Set task: Copy every line of the material below without changing a single word or number.

[Rows from an object pointing dataset]
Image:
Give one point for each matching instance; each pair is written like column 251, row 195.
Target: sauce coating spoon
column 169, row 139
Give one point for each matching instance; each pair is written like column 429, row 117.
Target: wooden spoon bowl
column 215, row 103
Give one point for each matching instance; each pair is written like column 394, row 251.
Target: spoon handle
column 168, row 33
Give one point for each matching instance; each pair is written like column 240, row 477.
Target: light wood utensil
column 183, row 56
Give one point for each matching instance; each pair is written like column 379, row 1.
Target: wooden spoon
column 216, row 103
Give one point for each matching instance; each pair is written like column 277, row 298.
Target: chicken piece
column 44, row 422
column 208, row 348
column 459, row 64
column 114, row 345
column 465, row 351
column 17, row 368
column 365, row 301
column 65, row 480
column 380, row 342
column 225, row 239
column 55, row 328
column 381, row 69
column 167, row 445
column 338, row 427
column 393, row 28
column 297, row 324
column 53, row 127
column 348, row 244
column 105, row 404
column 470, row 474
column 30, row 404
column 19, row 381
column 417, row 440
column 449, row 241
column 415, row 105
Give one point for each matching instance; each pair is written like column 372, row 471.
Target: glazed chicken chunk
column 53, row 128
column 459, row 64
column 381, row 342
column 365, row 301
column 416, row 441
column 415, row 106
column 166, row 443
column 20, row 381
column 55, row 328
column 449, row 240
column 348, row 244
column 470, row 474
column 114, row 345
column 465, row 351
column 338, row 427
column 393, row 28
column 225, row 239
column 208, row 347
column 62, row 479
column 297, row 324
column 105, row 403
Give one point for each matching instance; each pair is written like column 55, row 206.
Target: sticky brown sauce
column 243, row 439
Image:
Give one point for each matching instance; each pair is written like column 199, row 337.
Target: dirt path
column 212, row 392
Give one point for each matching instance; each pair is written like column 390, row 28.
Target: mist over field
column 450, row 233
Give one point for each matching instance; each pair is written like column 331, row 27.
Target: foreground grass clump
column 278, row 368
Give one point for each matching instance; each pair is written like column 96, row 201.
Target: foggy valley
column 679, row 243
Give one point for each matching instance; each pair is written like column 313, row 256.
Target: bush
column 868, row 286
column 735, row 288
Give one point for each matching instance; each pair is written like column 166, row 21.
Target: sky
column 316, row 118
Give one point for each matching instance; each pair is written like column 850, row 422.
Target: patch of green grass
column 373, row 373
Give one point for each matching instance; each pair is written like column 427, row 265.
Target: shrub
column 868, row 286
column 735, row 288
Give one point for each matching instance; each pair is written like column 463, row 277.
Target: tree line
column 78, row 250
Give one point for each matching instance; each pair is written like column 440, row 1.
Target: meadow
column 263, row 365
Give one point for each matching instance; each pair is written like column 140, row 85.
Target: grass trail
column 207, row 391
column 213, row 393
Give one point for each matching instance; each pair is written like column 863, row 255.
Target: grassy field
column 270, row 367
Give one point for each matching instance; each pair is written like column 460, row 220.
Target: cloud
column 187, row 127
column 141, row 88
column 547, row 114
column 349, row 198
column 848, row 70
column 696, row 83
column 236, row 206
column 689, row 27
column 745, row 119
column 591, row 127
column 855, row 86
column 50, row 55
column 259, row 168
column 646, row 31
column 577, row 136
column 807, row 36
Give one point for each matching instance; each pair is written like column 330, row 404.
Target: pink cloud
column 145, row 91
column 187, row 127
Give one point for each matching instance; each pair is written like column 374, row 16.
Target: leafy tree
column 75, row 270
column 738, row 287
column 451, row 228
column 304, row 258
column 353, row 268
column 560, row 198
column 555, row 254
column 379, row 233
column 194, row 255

Solution below:
Image:
Give one point for each matching instance; each pair is written like column 251, row 195.
Target: sauce coating spoon
column 169, row 139
Give one point for each matching instance; each pair is written like column 429, row 117.
Target: wooden spoon bowl
column 215, row 103
Give one point for each matching instance; each pair is written like column 394, row 251.
Target: spoon handle
column 168, row 33
Give one point for each matching instance; each pair is written like column 240, row 477.
Target: light wood utensil
column 183, row 56
Give one point for each matching instance; each pair is written like column 379, row 1.
Target: wooden spoon
column 216, row 103
Give one point for each matching instance; each pair is written like column 277, row 298.
Target: chicken piece
column 44, row 422
column 208, row 348
column 459, row 64
column 114, row 345
column 465, row 351
column 17, row 368
column 365, row 301
column 65, row 480
column 380, row 342
column 225, row 239
column 55, row 328
column 381, row 69
column 167, row 445
column 338, row 427
column 393, row 28
column 297, row 324
column 53, row 127
column 348, row 244
column 105, row 404
column 470, row 474
column 30, row 404
column 19, row 381
column 417, row 440
column 449, row 241
column 415, row 105
Give one point for each matching instance; each pair is written like column 372, row 471.
Target: glazed chicken chunk
column 53, row 128
column 459, row 64
column 381, row 342
column 365, row 301
column 416, row 441
column 415, row 106
column 166, row 443
column 20, row 381
column 55, row 328
column 449, row 240
column 348, row 244
column 470, row 474
column 114, row 345
column 465, row 351
column 338, row 427
column 393, row 28
column 225, row 239
column 208, row 347
column 62, row 479
column 297, row 324
column 105, row 403
Give one point for each matching instance; each pair is written like column 55, row 206.
Target: sticky brown sauce
column 243, row 439
Image:
Give one point for each matching instance; each pair is written like column 199, row 337.
Target: dirt path
column 212, row 392
Give one point for each matching instance; each pair is written like column 390, row 28.
Target: mist over field
column 450, row 233
Give one point for each matching instance; each pair is written like column 331, row 27.
Target: foreground grass clump
column 278, row 368
Give one point for each matching instance; each pair is written like column 96, row 201.
Target: foggy valley
column 679, row 243
Give one point for each matching instance; each pair is written like column 313, row 256.
Target: bush
column 868, row 286
column 735, row 288
Give one point for each matching instance; each pair is written like column 166, row 21.
Target: sky
column 316, row 118
Give one point for each matching instance; each pair is written like column 850, row 422.
Target: patch of green grass
column 373, row 373
Give one point for each matching instance; each pair is written like column 427, row 265.
Target: shrub
column 868, row 286
column 735, row 288
Give one point for each matching instance; each pair is written like column 463, row 277.
Target: tree line
column 78, row 250
Give one point for each matching instance; each pair is written like column 440, row 1.
Target: meadow
column 263, row 365
Give one point for each matching instance; each pair is written like column 140, row 85.
Target: grass trail
column 207, row 391
column 213, row 393
Give one point for each matching instance; each pair is written like column 863, row 255.
Target: grassy field
column 270, row 367
Give one point for each matching instance; each pair is written like column 460, row 220.
Target: cloud
column 187, row 127
column 141, row 88
column 547, row 114
column 349, row 198
column 848, row 70
column 696, row 83
column 236, row 206
column 689, row 27
column 745, row 119
column 591, row 127
column 855, row 86
column 50, row 55
column 259, row 168
column 646, row 31
column 577, row 136
column 807, row 36
Give one point for each matching instance; each pair is written like column 330, row 404.
Target: pink cloud
column 145, row 91
column 187, row 127
Give one point for each matching instance; each pair is written like column 374, row 16.
Target: leafy tree
column 75, row 270
column 738, row 287
column 451, row 228
column 304, row 258
column 353, row 268
column 560, row 198
column 555, row 254
column 379, row 233
column 194, row 255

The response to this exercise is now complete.